### Exercise instructions
Please answer from the blog post excerpt below: what does the writer name as the primary focus of the blog?

### Document excerpt

****

The egomaniac in me would say “Everyone! Who’s not already reading it? How dare they!” The anxious self-conscious side of me would say “Nobody. What if I say something stupid, what if I can’t write, what if I confess to something embarrassing? Stay away!”
The real answer, of course, and I suspect this perhaps a plurality of my readers, is that if you’re reading this you might be someone who knows me but doesn’t see me all the time- a friend from college, a cousin, a former colleague, and you like reading it to see how I’m doing. That’s great- that’s how the blog started and I don’t want to lose that.
You might be someone who doesn’t know me from Adam, who came across this blog through a web search or clicking on one of the tags I’ve used to identify a post as relevant to something you’re interested in. In that case, welcome! I’m glad you’ve found the blog and I’m even happier if you’ve found it interesting or useful enough to keep reading. As I wrote above- the primary focus of the blog (to set proper expectations) is to discuss my own experiences and thoughts on living with depression, anxiety and alcoholism and some of the different management techniques for that. Sometimes I write about science, medicine, religion, politics, pop culture, books, etc., typically in a way that ties back to mental health issues, but not always.
Whether or not you know me, if you like something and would like to hear more about a topic, please leave a comment. If you’ve had a different experience with something than I have, or see a subject I write about differently, please leave a comment.
What do I want the blog to become in 2015?
Since this is my chance to reintroduce myself, it’s also an opportunity to take an inventory. I don’t think I do a good enough job of providing visual content on the blog- while almost every post has some kind of accompanying graphic or picture, there’s a lot I could be doing with visuals that I’m not. I have an account at PicMonkey.com which allows me to do some photo and graphics editing, and while I’ve done a little bit, I’m not really taking full advantage of the capabilities I have at my disposal. I also could probably create and post some video/audio content on the blog. I’ve talked about an accompanying podcast, and this is the time to commit to doing more to provide some different ways to express myself and make the site more unique and user-friendly.

****

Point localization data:
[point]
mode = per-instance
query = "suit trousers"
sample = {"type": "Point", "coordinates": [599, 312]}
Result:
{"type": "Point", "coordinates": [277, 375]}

****

### Answer to the problem
Discussing the writer's own experiences and thoughts on living with depression, anxiety and alcoholism, and some of the different management techniques for that.